The whole of the data is to be duplicated precisely.

Source records:
○ ○ ○ ○
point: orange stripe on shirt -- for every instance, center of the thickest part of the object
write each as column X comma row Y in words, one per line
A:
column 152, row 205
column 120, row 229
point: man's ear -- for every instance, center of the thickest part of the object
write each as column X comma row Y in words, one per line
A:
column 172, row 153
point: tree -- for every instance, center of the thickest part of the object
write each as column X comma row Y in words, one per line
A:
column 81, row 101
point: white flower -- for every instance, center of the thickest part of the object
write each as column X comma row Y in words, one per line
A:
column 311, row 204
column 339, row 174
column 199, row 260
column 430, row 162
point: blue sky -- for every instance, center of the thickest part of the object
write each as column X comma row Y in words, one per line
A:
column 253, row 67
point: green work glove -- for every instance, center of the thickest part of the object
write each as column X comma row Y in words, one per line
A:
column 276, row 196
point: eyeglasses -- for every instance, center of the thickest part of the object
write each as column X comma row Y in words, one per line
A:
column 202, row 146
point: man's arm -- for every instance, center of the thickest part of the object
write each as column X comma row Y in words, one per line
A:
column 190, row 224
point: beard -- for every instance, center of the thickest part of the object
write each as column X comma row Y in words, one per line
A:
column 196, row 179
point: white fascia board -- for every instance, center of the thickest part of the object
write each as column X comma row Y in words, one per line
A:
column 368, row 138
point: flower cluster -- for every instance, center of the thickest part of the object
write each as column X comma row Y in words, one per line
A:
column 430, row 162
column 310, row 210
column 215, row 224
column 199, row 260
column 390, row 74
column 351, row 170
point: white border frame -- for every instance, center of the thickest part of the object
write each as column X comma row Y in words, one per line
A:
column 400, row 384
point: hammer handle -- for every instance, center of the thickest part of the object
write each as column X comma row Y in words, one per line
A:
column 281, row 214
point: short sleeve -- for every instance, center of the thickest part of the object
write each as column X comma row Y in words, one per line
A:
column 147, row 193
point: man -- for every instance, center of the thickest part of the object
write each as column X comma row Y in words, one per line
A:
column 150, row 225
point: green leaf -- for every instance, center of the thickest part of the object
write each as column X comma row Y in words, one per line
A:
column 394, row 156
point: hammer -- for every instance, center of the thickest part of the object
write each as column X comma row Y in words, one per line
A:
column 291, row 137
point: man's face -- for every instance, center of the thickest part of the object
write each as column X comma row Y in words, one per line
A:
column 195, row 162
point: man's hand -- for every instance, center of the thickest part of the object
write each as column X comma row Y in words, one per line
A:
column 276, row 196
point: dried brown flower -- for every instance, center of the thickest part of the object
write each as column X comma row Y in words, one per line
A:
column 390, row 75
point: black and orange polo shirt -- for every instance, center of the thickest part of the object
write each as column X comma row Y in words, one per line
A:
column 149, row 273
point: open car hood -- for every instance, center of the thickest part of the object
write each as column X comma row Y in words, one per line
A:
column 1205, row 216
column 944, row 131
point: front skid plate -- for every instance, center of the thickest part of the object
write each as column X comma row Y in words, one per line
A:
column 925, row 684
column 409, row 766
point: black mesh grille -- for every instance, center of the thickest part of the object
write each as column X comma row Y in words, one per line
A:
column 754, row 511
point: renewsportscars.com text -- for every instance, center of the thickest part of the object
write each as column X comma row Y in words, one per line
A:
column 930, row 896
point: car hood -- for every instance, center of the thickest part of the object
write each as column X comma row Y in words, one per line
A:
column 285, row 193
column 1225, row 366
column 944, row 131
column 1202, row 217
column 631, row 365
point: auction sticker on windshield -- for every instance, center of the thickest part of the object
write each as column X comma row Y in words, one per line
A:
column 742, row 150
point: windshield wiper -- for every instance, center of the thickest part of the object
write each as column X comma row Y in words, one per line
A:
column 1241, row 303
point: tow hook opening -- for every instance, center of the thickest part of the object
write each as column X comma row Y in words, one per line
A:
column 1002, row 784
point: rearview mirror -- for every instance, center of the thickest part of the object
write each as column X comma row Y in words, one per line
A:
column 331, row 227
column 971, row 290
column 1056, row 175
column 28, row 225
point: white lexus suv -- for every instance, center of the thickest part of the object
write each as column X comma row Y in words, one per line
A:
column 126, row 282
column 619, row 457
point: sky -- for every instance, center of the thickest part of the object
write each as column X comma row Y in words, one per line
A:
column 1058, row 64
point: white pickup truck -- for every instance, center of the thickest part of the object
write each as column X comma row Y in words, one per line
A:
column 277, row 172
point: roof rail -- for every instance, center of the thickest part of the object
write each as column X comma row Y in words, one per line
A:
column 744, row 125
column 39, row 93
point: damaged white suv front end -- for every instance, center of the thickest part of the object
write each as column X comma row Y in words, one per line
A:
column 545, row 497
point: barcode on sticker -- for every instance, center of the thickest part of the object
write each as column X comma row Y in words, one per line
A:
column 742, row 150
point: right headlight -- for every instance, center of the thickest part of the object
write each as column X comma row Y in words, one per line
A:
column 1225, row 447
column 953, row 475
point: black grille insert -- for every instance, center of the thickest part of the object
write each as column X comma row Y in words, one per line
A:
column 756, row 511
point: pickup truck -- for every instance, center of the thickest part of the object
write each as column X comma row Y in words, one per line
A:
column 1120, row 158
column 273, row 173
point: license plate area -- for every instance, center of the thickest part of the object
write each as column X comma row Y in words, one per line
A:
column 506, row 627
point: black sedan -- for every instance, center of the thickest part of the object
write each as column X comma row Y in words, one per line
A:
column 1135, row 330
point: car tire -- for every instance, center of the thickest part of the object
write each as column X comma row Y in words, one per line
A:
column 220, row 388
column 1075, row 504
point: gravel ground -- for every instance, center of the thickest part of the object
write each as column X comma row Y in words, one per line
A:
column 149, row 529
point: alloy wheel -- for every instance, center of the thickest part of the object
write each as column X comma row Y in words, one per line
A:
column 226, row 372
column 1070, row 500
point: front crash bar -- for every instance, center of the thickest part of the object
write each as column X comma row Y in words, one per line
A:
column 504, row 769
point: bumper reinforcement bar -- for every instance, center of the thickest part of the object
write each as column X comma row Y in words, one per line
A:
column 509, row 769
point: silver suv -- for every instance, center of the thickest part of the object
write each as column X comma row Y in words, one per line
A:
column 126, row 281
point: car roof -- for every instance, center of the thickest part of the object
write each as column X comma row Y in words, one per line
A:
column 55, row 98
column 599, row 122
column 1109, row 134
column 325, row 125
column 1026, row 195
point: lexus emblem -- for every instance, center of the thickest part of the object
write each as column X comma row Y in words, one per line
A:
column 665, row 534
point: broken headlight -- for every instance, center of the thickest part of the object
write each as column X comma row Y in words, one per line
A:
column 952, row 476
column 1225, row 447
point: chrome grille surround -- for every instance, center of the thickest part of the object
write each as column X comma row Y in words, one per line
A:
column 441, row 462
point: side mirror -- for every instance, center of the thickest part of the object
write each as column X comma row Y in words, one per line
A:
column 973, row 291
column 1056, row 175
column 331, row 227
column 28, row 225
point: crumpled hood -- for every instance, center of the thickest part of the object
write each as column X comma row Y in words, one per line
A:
○ ○ ○ ○
**Response to the task:**
point: orange stripe on shirt -- for every instance, center of the thickest part of the object
write each as column X comma row Y in words, one per line
A:
column 152, row 205
column 120, row 229
point: man's ear -- for every instance, center of the thickest part of the object
write each as column X comma row Y in words, one per line
A:
column 172, row 153
point: tree -- for every instance, center of the thickest part of the object
write each as column X comma row Y in words, one per line
A:
column 81, row 101
point: white flower -- for every instance, center of the thickest part of the object
write each as column X comma row Y in words, one per line
A:
column 311, row 204
column 339, row 174
column 199, row 260
column 430, row 162
point: blue sky -- for every instance, center of the thickest part of the object
write each as column X comma row Y in words, one per line
A:
column 253, row 67
point: green work glove -- for every instance, center of the thickest part of the object
write each as column X comma row Y in words, one per line
A:
column 276, row 196
point: eyeglasses -- for every instance, center of the thickest part of the object
write each as column X comma row Y in words, one per line
A:
column 202, row 146
point: man's arm -- for every instance, center of the thickest part of the object
write each as column X comma row Y in words, one per line
A:
column 190, row 224
point: beard -- for every instance, center of the thickest part of the object
write each as column X comma row Y in words, one per line
A:
column 196, row 179
point: white fascia board -- for every instance, center of the thickest part of the object
write each as column X comma row Y in words, one per line
A:
column 368, row 138
point: flower cluster -- for every instance, center of the thickest part of the object
write each as column X comma row Y in words, one per line
A:
column 430, row 162
column 310, row 210
column 215, row 224
column 199, row 260
column 390, row 74
column 351, row 170
point: white border frame -- for every instance, center of the thickest part of the object
write each as column X comma row Y in words, one per line
A:
column 400, row 384
point: hammer handle -- for every instance, center of the thickest part of the object
write each as column X comma row Y in words, one per line
A:
column 281, row 214
point: short sleeve -- for every instance, center of the thickest part of the object
write each as column X comma row Y in words, one per line
A:
column 147, row 193
point: man -- for every instance, center of the thickest part of the object
write each as column X comma row Y in words, one per line
A:
column 150, row 225
point: green leaf -- for every instance, center of the thickest part of the object
write each as column X comma row Y in words, one per line
A:
column 394, row 156
point: hammer -- for every instance, center of the thickest part of the object
write each as column X comma row Y in words, one per line
A:
column 291, row 137
point: man's face -- for every instance, center of the thickest part of the object
write each as column X comma row Y in words, one per line
A:
column 195, row 162
point: man's hand -- for every instance, center of the thickest part of the object
write each as column X comma row Y in words, one per line
A:
column 276, row 196
point: dried brown flower -- for every instance, center of the thickest part of the object
write each as column X comma row Y in words, one per line
A:
column 390, row 75
point: black and orange polo shirt -- for every instance, center of the thickest part of the object
write each as column X comma row Y in words, one per line
A:
column 149, row 273
point: open car hood -- for every instance, center of the thickest part of the object
write each as column X comma row Y in words, one per line
A:
column 1205, row 216
column 944, row 131
point: front skid plate -- for every instance, center of the thickest part of the object
write each as column X comma row Y in words, one per line
A:
column 925, row 684
column 409, row 766
point: black mesh grille -- for every instance, center of the thickest part of the object
write each as column X comma row Y in words, one per line
A:
column 754, row 511
point: renewsportscars.com text -- for every instance, center of the thickest part of the object
write each as column X comma row Y in words, one per line
A:
column 930, row 896
point: car hood -- for every instance, center of the thickest part of the object
write each as column X comma row Y in words, one per line
A:
column 285, row 193
column 1225, row 366
column 944, row 131
column 1202, row 217
column 631, row 365
point: auction sticker on windshield -- for every instance, center of the thickest part of the object
write each as column X comma row Y in words, one per line
A:
column 742, row 150
point: windshield wiper -- for every instance, center of the thickest part of the object
write each as column X comma row Y in words, one per line
A:
column 1241, row 303
point: tow hook opening -- for every instance, center of the thickest part of the object
write each as column X comma row Y in words, one per line
A:
column 1002, row 784
point: rearview mirror -- for every instance, center of the thickest part of the object
write each as column X comma row Y in words, one per line
A:
column 331, row 227
column 971, row 290
column 1056, row 175
column 28, row 225
point: white lexus suv -- for every instance, center of the thickest part of the object
write each as column X comma row Y in words, one per line
A:
column 126, row 282
column 619, row 457
point: sky -- for every instance, center of the thickest part of the object
write each as column X comma row Y in words, one per line
A:
column 1058, row 64
point: white pickup truck -- for every instance, center of the thickest part of the object
write each as column X comma row Y in words, one per line
A:
column 277, row 172
point: roof rail -- for every instance, center of the thickest part of the object
write each as column X comma row Y in words, one per line
A:
column 744, row 125
column 39, row 93
point: damaged white suv front end -- for every instance, center of the thickest part of the object
write each as column X comma row Y in words, one per line
A:
column 545, row 497
point: barcode on sticker -- for every instance, center of the thickest part of the object
write each as column X comma row Y in words, one per line
A:
column 742, row 150
point: right headlight -- for every instance, center of the thickest part of the object
write each as column X comma row Y in words, one per line
A:
column 1225, row 447
column 953, row 475
point: black grille insert -- for every instance, center of the thickest part of the object
write each as column X comma row Y in words, one per line
A:
column 756, row 511
point: pickup truck -- for every instance, center of the thickest part of the object
write each as column X comma row Y in words, one per line
A:
column 1120, row 158
column 273, row 173
point: license plate area -- for every instance, center of the thickest part of the object
write each as column X comma row Y in words, one per line
A:
column 506, row 627
point: black sedan -- for every instance, center of the thickest part of the object
write each as column X comma row Y in words, one per line
A:
column 1135, row 330
point: car tire -- for every instance, center of the thickest part of the object
write each as column X comma row Y in words, one per line
A:
column 220, row 388
column 1075, row 504
point: gravel ground -- for every instance, center of the thickest part of the object
write each as column X comma row Y in words, one per line
A:
column 149, row 529
point: alloy wheel -- for every instance, center of the thickest part of the object
write each as column X comma row Y in words, one per line
A:
column 226, row 372
column 1070, row 500
point: front crash bar -- for every instance, center of the thickest part of the object
write each as column X comma row Y in words, one per line
A:
column 504, row 769
point: bumper reinforcement bar -- for every instance, center of the thickest part of the object
write each as column X comma row Y in words, one per line
A:
column 509, row 769
point: silver suv -- for every instance, center of the thickest part of the object
write each as column X comma row Y in words, one per line
A:
column 126, row 281
point: car roof -- for every instance, center of the thickest part of the object
write each as column X comma row Y in words, one per line
A:
column 55, row 98
column 599, row 122
column 1109, row 134
column 325, row 125
column 1026, row 195
point: lexus emblem -- for every instance, center of the thickest part of the object
write each as column X comma row Y in words, one per line
A:
column 665, row 534
point: broken headlight -- for every instance, center of the thickest part of the object
write each as column X comma row Y in words, one per line
A:
column 952, row 476
column 1225, row 447
point: chrome grille surround -- for every instance, center of the thickest part of the object
write each as column X comma row Y in words, one per line
A:
column 441, row 462
point: side mirror -- for every instance, center of the thickest part of the object
write each as column X comma row Y in words, one per line
A:
column 973, row 291
column 1056, row 175
column 331, row 227
column 28, row 225
point: crumpled hood -- for every instance, center of the thickest part of the object
write each as column X comma row Y in words, one per line
A:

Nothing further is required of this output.